═══ Given records ═══

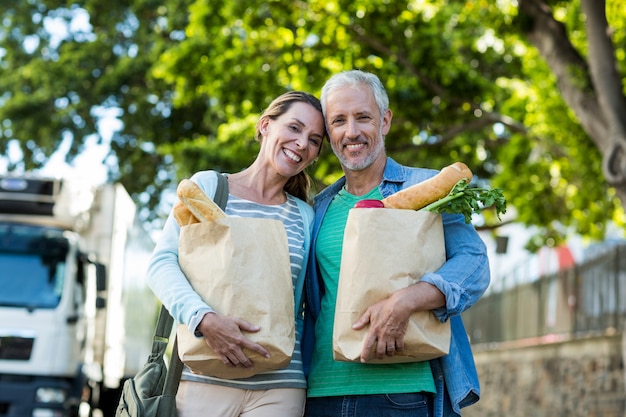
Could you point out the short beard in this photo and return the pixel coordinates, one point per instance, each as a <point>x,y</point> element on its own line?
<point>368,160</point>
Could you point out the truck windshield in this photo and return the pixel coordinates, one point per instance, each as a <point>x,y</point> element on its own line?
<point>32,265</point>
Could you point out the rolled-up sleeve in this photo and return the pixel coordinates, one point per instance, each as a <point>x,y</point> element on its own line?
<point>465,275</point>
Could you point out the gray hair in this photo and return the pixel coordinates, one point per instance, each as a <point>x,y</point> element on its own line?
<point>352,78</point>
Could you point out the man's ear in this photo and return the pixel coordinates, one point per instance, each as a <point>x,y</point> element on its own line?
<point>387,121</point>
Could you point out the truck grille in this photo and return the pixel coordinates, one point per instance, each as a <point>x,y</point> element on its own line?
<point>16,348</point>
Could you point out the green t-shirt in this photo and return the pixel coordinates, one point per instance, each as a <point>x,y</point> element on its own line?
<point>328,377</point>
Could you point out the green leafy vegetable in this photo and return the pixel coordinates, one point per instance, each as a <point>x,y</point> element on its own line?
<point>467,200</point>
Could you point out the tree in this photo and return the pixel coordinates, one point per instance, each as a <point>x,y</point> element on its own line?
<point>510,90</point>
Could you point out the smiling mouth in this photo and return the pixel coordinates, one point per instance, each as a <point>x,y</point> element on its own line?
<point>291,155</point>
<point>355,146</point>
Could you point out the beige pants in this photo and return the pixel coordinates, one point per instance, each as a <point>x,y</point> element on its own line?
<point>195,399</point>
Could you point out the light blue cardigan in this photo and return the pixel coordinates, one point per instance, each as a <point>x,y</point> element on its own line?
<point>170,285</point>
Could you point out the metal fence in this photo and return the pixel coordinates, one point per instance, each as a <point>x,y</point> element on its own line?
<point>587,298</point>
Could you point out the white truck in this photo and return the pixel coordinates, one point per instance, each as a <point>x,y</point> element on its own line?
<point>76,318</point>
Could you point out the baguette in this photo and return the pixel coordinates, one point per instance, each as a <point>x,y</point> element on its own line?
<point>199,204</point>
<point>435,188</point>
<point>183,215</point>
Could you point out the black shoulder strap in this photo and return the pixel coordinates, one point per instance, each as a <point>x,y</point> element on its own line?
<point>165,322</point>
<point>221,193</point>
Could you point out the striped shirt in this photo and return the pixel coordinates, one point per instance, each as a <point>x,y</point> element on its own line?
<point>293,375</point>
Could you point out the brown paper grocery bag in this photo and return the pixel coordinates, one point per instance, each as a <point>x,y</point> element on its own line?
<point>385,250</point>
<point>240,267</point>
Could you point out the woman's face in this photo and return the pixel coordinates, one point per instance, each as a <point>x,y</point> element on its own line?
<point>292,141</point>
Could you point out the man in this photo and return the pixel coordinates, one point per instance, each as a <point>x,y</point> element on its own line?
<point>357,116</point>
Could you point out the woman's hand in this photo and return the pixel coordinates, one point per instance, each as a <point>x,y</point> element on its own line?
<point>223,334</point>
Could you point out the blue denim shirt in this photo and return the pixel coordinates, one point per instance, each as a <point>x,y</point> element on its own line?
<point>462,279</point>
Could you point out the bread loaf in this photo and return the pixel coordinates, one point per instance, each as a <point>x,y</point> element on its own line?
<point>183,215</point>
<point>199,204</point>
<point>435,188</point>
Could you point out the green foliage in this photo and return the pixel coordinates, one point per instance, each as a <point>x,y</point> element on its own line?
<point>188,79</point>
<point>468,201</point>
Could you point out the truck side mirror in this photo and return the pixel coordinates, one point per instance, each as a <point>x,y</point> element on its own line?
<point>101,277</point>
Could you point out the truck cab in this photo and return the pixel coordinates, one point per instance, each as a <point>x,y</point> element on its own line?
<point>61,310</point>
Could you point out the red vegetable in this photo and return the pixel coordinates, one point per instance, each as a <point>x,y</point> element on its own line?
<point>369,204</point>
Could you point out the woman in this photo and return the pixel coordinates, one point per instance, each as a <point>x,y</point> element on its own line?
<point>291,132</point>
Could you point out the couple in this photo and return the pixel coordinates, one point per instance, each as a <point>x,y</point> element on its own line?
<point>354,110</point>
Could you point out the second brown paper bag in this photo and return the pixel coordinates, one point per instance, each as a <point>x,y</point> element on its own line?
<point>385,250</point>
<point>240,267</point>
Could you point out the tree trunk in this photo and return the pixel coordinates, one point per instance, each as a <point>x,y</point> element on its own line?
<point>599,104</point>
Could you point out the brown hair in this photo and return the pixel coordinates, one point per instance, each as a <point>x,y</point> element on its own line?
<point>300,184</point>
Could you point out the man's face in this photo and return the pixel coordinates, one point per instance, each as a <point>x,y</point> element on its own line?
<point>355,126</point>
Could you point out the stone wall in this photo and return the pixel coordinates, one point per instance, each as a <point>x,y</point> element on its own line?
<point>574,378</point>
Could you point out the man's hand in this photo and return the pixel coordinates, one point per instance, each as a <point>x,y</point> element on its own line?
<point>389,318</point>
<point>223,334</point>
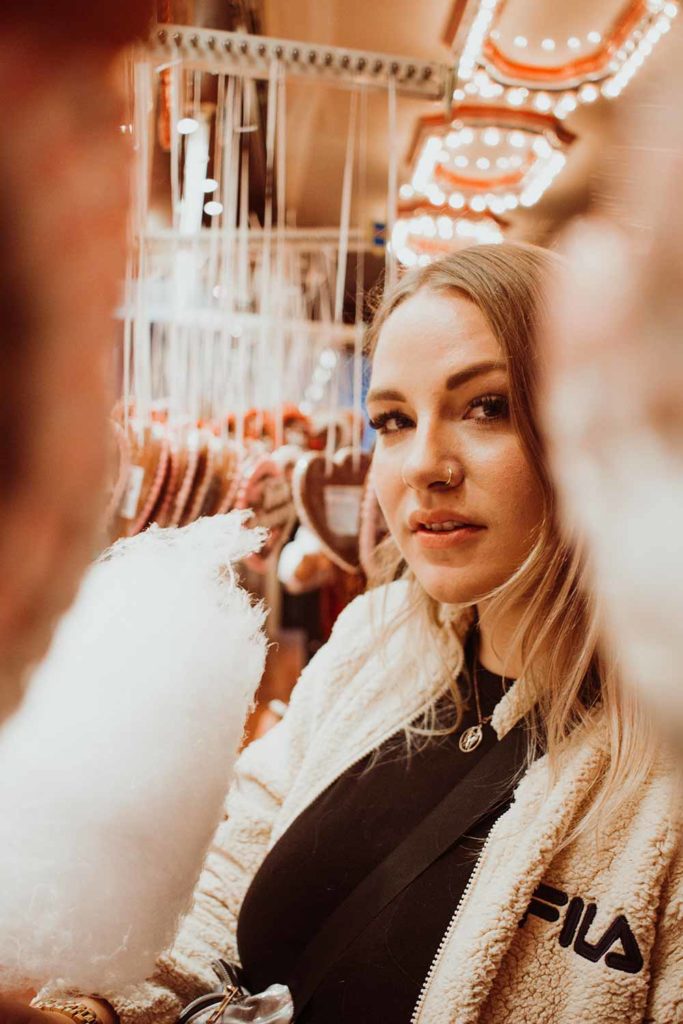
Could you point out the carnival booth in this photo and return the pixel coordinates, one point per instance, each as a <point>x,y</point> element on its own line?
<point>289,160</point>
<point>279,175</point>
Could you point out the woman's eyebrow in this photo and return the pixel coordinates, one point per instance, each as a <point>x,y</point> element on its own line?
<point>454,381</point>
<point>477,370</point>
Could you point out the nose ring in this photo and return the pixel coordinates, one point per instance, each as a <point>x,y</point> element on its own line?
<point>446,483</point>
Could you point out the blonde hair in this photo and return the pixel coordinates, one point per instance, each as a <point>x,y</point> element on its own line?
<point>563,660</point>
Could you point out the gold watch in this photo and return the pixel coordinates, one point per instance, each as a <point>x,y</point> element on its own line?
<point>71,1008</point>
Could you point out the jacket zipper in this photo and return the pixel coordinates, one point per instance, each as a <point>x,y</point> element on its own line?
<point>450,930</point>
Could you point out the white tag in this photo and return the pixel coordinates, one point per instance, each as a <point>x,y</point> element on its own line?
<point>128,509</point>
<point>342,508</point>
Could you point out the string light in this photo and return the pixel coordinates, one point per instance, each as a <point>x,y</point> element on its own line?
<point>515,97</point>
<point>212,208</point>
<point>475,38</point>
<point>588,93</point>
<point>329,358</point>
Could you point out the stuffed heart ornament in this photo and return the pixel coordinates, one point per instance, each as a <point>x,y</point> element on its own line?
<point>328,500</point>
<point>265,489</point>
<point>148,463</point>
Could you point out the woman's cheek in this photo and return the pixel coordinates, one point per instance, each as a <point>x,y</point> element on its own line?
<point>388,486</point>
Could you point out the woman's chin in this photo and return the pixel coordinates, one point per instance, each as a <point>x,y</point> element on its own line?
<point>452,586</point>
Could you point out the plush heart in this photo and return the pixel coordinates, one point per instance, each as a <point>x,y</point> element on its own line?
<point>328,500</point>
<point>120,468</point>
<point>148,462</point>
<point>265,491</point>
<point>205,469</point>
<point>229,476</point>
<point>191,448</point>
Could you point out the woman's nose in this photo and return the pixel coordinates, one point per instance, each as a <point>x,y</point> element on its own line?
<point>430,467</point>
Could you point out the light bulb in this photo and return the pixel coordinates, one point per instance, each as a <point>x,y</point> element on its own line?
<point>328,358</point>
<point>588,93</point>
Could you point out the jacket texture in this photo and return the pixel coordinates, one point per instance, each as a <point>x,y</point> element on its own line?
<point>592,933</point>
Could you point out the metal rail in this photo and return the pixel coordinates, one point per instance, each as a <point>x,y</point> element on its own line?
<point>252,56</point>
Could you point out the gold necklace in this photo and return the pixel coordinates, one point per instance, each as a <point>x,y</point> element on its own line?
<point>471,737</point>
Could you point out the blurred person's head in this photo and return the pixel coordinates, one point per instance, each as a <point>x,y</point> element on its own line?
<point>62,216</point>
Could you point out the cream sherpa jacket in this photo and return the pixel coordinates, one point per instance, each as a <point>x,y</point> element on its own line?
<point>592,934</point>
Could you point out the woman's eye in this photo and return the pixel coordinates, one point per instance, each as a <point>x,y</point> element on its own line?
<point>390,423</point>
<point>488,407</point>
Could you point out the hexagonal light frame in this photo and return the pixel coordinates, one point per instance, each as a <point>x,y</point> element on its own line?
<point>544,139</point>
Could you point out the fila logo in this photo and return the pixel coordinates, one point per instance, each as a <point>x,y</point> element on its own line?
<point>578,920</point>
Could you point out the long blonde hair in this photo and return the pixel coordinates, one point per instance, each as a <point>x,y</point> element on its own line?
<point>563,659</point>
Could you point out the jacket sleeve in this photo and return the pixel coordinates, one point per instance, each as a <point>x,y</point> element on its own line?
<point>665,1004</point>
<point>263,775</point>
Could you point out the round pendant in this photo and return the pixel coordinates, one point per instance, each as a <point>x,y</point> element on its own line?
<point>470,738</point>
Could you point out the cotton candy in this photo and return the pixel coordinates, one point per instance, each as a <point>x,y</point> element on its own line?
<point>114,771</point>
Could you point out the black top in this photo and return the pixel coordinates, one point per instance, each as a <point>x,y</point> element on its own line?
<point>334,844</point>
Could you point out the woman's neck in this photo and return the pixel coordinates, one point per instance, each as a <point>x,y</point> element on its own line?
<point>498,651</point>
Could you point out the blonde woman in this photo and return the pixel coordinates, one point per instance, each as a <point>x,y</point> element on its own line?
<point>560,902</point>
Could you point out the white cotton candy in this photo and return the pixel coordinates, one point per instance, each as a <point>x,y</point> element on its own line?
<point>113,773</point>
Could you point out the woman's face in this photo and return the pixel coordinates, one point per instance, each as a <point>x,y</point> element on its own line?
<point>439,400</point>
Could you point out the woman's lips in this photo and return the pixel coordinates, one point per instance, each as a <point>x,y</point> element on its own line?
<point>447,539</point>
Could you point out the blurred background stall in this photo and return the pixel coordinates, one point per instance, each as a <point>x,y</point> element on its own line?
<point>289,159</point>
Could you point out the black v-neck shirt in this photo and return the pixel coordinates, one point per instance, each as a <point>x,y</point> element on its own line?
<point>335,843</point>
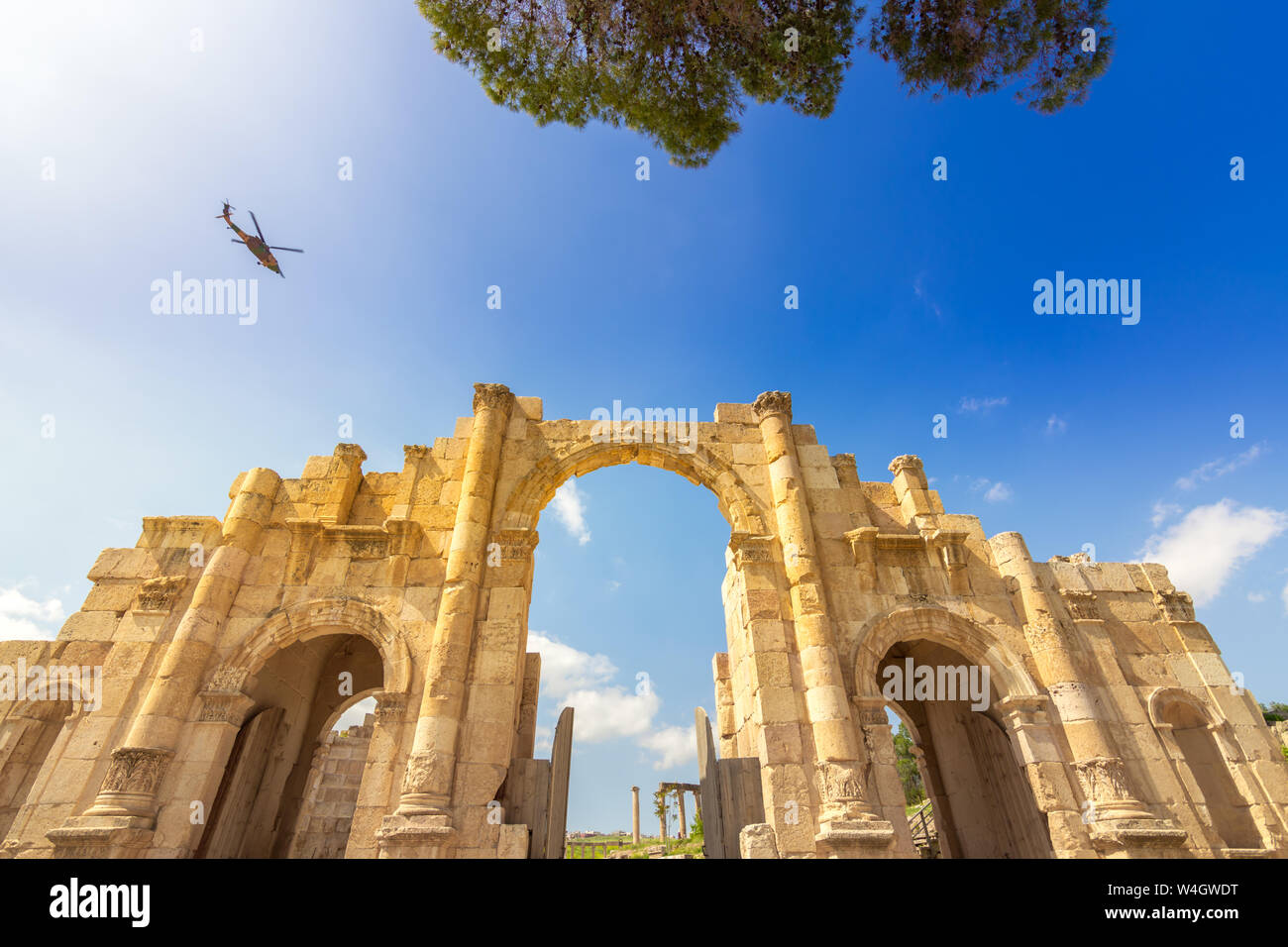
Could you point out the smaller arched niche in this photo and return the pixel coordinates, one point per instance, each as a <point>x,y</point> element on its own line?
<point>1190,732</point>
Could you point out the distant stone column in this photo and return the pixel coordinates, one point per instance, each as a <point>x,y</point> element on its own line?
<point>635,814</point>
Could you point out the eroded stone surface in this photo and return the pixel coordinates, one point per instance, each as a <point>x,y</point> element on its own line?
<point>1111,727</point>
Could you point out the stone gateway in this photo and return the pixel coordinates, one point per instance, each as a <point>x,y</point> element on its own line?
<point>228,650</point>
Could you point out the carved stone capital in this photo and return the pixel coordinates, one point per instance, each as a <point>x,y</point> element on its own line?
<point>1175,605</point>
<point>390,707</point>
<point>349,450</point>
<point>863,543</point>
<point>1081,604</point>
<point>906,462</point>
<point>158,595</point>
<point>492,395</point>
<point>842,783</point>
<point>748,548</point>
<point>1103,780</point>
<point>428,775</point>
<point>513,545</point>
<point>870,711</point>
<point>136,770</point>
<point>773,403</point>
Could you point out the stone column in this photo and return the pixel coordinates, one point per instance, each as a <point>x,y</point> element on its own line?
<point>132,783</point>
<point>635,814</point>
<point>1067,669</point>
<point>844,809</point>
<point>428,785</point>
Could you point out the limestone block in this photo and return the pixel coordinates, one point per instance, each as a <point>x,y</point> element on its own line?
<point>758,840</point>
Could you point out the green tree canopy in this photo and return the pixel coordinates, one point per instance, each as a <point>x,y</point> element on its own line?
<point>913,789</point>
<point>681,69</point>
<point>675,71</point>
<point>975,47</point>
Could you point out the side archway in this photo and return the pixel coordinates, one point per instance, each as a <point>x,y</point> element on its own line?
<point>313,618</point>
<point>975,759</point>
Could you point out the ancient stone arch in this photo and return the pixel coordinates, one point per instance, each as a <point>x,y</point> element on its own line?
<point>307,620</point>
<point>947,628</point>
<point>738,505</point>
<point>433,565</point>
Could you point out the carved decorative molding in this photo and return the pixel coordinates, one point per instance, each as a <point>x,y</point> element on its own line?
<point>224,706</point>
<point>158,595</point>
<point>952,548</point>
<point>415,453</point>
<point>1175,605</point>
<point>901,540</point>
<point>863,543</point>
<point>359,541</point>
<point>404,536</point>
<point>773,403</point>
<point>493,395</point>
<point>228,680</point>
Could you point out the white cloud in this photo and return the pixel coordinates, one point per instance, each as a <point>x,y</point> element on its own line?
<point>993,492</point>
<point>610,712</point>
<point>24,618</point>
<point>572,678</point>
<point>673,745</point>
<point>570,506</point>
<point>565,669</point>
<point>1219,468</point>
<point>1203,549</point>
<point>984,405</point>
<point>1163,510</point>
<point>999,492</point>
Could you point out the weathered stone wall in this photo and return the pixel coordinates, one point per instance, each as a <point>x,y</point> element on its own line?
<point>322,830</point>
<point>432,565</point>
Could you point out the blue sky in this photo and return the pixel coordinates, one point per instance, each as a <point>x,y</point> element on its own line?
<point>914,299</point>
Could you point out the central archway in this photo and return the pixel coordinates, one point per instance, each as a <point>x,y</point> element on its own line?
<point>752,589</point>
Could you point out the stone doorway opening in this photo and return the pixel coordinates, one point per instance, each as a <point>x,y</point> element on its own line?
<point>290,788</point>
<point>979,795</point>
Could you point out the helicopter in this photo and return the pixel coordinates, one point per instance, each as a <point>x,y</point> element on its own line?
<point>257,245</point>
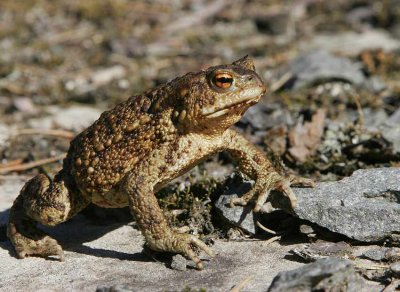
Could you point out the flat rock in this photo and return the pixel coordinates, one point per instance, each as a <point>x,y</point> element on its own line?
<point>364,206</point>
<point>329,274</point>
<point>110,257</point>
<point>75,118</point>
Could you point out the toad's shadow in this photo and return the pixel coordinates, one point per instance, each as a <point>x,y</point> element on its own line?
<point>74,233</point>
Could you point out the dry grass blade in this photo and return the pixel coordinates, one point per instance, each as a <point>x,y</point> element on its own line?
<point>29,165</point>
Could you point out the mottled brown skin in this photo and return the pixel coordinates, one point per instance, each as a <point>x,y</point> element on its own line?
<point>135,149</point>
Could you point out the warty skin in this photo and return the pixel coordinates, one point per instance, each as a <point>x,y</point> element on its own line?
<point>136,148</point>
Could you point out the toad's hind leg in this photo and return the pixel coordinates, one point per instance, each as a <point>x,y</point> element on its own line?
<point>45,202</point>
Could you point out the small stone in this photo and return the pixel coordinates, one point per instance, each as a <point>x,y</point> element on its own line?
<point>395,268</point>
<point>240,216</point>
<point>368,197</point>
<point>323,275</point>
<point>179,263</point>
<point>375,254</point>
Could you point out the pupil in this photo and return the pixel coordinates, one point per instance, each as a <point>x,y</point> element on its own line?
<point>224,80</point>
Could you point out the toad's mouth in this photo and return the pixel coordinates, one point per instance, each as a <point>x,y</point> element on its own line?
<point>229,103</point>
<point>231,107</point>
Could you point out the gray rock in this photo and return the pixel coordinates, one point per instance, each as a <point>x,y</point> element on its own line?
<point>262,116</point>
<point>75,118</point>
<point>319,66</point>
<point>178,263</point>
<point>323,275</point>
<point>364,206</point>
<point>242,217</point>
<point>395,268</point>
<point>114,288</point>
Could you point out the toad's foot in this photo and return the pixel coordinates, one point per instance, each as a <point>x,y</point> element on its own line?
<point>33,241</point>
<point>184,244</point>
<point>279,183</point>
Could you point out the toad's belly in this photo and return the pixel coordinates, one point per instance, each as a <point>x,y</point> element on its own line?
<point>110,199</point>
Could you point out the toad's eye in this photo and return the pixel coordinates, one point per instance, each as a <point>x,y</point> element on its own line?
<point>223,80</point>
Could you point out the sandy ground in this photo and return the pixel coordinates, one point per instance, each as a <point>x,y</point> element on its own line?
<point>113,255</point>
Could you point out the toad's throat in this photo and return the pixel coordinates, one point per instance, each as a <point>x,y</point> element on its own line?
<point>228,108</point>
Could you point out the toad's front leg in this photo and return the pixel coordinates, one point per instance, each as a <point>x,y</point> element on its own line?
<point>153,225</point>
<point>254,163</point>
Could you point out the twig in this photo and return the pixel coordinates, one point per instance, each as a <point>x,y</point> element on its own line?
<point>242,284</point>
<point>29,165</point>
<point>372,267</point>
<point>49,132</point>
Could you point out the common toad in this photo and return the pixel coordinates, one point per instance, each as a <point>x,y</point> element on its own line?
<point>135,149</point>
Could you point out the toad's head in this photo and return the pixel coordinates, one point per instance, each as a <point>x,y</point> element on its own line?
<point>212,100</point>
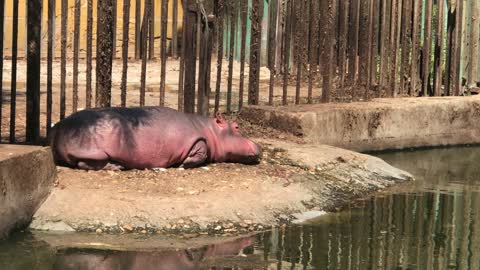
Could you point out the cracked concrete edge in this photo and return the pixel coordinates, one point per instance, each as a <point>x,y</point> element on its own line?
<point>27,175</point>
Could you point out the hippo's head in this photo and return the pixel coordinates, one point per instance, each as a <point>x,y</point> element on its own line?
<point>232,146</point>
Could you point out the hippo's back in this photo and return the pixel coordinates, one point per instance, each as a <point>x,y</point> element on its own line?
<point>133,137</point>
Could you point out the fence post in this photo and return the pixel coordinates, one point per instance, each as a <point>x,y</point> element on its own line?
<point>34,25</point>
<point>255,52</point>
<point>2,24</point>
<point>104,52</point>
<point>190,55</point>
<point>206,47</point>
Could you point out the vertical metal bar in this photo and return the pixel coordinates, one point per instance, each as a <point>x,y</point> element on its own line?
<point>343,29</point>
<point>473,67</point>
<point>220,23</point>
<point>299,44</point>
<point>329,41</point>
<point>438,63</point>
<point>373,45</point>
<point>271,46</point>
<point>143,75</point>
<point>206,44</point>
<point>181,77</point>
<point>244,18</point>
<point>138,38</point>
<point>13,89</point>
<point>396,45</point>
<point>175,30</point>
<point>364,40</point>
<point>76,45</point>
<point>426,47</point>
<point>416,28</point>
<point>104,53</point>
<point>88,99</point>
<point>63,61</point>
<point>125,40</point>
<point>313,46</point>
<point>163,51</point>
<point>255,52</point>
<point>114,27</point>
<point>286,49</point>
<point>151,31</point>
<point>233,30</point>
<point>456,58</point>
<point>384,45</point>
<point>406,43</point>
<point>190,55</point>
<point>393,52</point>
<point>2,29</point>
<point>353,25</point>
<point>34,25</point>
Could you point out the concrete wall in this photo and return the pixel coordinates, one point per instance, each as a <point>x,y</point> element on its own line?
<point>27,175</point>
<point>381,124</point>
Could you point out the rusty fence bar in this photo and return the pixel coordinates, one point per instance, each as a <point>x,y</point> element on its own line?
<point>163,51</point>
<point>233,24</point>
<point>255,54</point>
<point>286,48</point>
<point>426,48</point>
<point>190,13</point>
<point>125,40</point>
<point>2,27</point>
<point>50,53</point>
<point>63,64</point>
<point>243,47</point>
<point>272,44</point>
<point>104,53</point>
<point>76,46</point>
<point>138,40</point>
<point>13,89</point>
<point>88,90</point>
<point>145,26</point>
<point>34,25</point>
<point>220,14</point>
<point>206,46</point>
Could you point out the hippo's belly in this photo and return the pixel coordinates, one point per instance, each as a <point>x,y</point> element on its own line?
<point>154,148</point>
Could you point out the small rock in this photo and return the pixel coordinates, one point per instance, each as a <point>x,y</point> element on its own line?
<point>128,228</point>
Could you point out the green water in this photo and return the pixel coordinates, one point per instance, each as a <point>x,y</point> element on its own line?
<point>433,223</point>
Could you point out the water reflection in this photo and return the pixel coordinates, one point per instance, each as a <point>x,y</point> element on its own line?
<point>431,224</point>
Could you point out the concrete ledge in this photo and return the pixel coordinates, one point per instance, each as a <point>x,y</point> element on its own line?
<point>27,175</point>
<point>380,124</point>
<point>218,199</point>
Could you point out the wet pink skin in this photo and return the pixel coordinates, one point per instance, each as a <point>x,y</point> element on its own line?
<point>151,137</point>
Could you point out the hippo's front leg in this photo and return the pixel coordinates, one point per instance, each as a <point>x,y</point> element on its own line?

═══

:: Aim of the exercise ::
Arrange the material from the line containing "Could you point out the gold watch" through the line containing "<point>329,358</point>" as a two-column CSV with the header wording,answer, giving each text its own row with its full answer beside it. Put every field in quotation marks and turn any line breaks inside a field into spaces.

:: Correct result ::
wording,answer
"Could you point out the gold watch in this photo and return the pixel coordinates, one point per instance, each as a <point>x,y</point> element on its own line?","<point>71,1008</point>"
"Could you point out the jacket zipper in this photo and return the pixel coordinates, one point per instance, each as a <point>x,y</point> element on its own line?","<point>450,930</point>"
"Could you point out the white tag in this photo and return the pixel coordinates, one point per instance, each as a <point>x,y</point> element on its own line?","<point>128,509</point> <point>342,508</point>"
"Could you point out the string light in this photo and return the pixel coordinates, one point per instance, each as a <point>x,y</point> element on its own line?","<point>515,97</point> <point>212,208</point> <point>475,38</point> <point>588,93</point> <point>329,358</point>"